* [EXCERPT]
--- BEGIN ---
This PS24/2 will primarily affect:

  • consumer credit lenders (including MCD article 3(1)(b) lenders)
  • premium finance firms
  • mortgage lenders and administrators
  • home purchase providers and administrators
  • firms who carry out activities in relation to consumer hiring, operating an electronic system in relation to lending (in relation to a borrower under a P2P agreement) or debt collecting
  • consumer credit and mortgage lenders in supervised run-off under the financial services contracts regime
  • Gibraltar-based consumer credit and mortgage lenders passporting into the UK.

Whilst this effects a wide range of lenders, this summary highlights the changes regarding Consumer Credit only.

FCA amendments:

  • Clarifying that information given to customers to help them understand the implications of any proposed arrangement must include how it will be reported to their credit file in factual terms.
  • For credit, placing more emphasis on supporting customers to engage through appropriate accessible channels. We have amended our provision in CONC 7.3.13AG(3) to reflect this.
  • For credit, the FCA are finalising escalating balances provision with an amendment to remove suspend from the provision to provide additional clarity on expectations.
  • For credit, The FCA are not introducing the guidance proposed under CONC 7.7.6G (2) and (3) on charges. They are introducing the guidance originally proposed under CONC 7.7.6G(1) with amendments relating to the frequency and nature of events to which the charges relate.
  • For credit, amending the proposed guidance at CONC 7.3.7AG(4) that where possible, firms should make available to the customer a record of any income and expenditure assessment that the firm has made to enable the customer to share the record with other lenders and debt advice providers.

New rule proposal in CONC 7:

  • To require firms to ensure the effectiveness of any policies and procedures put in place for customers in or at risk of payment difficulty, and that the firm’s ongoing compliance with them is reviewed at appropriate intervals.
--- END ---
* [WRITTEN EXERCISE A]
Answer these questions about the PS24/2 summary:
(i) Which CONC provision did the FCA amend to reflect more emphasis on supporting customers through accessible channels?
(ii) What word is the FCA removing from the escalating balances provision?
(iii) Which lenders based outside the UK are named as affected?
* [WRITTEN EXERCISE B]
In the records, from the line with "Exercise. Point out every instance of the tinted" to the line with "point(631, 173)", substitute "paved parking lot" for "asphalt parking lot" and give those lines back with everything else unchanged.

Records from a data collection:
--- BEGIN ---
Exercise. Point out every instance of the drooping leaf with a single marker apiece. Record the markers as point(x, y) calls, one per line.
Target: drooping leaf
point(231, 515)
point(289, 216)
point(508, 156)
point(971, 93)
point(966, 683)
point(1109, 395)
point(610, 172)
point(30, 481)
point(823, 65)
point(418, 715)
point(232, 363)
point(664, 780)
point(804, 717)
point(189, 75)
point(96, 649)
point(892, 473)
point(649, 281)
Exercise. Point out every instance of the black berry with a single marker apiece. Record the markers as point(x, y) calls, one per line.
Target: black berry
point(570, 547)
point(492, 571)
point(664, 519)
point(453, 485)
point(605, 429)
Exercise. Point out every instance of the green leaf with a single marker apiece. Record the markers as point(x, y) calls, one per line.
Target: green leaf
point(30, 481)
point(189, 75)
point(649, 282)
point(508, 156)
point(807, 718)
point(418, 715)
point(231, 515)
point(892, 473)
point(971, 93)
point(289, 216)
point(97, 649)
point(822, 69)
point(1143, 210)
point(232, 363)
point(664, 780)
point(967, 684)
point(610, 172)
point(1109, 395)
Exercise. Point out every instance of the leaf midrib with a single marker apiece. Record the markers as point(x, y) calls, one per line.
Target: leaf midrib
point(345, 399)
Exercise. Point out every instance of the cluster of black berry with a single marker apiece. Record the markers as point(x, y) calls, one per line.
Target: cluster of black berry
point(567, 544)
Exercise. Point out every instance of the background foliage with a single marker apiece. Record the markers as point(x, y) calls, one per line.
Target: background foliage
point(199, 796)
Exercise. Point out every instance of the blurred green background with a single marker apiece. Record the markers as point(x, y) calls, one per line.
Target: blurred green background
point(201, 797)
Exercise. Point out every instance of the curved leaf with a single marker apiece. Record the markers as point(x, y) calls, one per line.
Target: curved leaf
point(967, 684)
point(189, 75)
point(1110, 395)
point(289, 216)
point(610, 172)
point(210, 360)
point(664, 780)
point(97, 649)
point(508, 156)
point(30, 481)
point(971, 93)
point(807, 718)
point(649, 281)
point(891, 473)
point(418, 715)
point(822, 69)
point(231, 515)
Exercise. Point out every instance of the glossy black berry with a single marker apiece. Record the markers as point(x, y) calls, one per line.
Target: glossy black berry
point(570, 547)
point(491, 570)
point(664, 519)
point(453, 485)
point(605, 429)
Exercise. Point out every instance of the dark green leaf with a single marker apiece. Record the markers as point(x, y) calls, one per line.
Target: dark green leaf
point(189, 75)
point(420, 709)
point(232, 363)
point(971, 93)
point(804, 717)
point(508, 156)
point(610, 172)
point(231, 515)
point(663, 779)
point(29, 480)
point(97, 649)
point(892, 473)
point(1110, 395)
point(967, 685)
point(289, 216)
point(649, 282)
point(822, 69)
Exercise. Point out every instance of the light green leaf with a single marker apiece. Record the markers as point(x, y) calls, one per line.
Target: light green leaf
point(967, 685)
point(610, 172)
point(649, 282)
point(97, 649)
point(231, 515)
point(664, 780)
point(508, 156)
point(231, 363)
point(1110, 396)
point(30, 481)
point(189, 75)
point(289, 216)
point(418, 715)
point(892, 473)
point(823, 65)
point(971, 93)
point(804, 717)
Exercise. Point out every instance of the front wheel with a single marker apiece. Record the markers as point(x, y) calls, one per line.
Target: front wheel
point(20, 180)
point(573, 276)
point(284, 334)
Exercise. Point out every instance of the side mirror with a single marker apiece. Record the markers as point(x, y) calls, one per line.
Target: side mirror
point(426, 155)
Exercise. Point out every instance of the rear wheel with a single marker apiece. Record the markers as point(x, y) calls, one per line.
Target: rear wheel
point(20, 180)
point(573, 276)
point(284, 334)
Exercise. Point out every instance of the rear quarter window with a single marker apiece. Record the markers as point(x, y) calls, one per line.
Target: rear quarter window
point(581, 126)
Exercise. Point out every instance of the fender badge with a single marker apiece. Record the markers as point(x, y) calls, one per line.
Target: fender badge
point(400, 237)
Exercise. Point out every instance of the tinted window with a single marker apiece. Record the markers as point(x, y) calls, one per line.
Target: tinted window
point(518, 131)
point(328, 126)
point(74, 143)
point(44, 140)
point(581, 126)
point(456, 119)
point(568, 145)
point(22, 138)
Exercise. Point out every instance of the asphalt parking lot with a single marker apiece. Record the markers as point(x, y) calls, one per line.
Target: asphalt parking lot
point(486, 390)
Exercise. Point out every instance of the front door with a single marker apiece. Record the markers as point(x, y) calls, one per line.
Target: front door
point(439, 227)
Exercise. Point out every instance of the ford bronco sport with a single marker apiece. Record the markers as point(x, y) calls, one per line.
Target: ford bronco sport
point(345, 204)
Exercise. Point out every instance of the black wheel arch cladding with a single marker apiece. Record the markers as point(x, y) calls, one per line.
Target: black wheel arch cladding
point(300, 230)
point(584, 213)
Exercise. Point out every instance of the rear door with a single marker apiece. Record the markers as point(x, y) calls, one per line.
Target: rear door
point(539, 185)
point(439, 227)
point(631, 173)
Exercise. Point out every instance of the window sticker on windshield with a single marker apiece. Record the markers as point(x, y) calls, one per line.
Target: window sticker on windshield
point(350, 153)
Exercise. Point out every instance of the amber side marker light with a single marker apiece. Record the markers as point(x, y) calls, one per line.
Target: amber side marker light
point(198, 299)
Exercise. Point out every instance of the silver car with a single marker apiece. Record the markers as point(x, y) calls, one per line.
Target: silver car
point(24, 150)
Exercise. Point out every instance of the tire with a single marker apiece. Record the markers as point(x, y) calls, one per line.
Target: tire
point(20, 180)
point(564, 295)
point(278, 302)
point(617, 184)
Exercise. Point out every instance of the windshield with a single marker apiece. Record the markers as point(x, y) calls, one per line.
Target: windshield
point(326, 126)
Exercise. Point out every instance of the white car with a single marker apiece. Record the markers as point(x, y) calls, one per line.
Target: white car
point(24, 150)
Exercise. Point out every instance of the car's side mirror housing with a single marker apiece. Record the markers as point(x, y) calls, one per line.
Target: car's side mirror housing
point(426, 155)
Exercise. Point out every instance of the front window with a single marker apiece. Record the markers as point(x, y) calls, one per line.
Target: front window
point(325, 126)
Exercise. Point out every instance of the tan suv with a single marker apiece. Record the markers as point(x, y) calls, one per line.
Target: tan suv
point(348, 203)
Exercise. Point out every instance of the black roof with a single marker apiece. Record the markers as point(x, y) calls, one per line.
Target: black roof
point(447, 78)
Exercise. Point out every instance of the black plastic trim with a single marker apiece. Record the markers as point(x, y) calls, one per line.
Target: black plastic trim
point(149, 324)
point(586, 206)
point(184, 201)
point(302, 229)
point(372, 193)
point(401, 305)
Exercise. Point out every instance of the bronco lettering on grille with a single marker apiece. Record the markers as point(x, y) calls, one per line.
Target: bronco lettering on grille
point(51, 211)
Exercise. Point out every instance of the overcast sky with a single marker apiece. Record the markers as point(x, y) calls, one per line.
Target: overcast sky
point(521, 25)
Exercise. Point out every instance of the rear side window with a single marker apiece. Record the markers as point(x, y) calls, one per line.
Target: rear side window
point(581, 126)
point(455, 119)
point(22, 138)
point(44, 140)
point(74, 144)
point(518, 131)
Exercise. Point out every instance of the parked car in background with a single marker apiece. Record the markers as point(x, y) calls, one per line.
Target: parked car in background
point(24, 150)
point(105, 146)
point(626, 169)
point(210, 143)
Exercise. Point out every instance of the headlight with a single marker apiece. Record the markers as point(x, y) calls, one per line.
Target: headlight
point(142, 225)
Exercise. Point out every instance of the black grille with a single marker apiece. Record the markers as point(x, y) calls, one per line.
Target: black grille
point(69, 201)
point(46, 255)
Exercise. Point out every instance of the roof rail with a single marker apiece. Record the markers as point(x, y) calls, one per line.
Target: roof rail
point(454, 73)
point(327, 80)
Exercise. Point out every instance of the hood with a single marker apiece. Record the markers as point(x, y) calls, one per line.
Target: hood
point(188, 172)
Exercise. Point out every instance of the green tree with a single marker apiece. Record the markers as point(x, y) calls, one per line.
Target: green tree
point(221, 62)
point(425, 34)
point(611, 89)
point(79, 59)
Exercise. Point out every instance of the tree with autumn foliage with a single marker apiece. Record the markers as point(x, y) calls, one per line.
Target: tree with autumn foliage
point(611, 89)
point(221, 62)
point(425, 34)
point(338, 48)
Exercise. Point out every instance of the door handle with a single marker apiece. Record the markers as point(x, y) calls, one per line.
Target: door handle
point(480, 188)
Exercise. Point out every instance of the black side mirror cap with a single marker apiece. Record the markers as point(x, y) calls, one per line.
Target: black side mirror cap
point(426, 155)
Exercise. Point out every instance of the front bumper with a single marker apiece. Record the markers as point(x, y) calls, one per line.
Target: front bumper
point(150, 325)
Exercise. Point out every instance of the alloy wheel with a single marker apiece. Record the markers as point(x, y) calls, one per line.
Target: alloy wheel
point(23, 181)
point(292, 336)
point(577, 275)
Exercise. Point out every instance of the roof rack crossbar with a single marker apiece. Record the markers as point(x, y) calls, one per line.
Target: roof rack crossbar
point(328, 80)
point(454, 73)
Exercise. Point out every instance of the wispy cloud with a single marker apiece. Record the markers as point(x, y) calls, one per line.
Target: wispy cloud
--- END ---
* [WRITTEN RESPONSE A]
(i) CONC 7.3.13AG(3)
(ii) Suspend
(iii) Gibraltar-based consumer credit and mortgage lenders passporting into the UK

* [WRITTEN RESPONSE B]
Exercise. Point out every instance of the tinted window with a single marker apiece. Record the markers as point(x, y) calls, one per line.
Target: tinted window
point(518, 131)
point(328, 126)
point(74, 143)
point(44, 140)
point(581, 126)
point(456, 119)
point(568, 145)
point(22, 138)
Exercise. Point out every instance of the paved parking lot with a single marker apiece. Record the markers as point(x, y) calls, one per line.
Target: paved parking lot
point(486, 390)
Exercise. Point out every instance of the front door with a single marker apiece. Record the markers as point(x, y) calls, one per line.
Target: front door
point(439, 227)
Exercise. Point out every instance of the ford bronco sport with a single marker apiece. Record the markers as point(x, y) calls, one per line.
Target: ford bronco sport
point(345, 204)
Exercise. Point out every instance of the black wheel arch cladding with a single marker apiece. Record the markers as point(x, y) calls, one per line.
Target: black wheel arch cladding
point(300, 230)
point(584, 213)
Exercise. Point out every instance of the rear door with a single marker apiece. Record the markers as point(x, y) calls, one per line.
Target: rear door
point(539, 185)
point(439, 227)
point(631, 173)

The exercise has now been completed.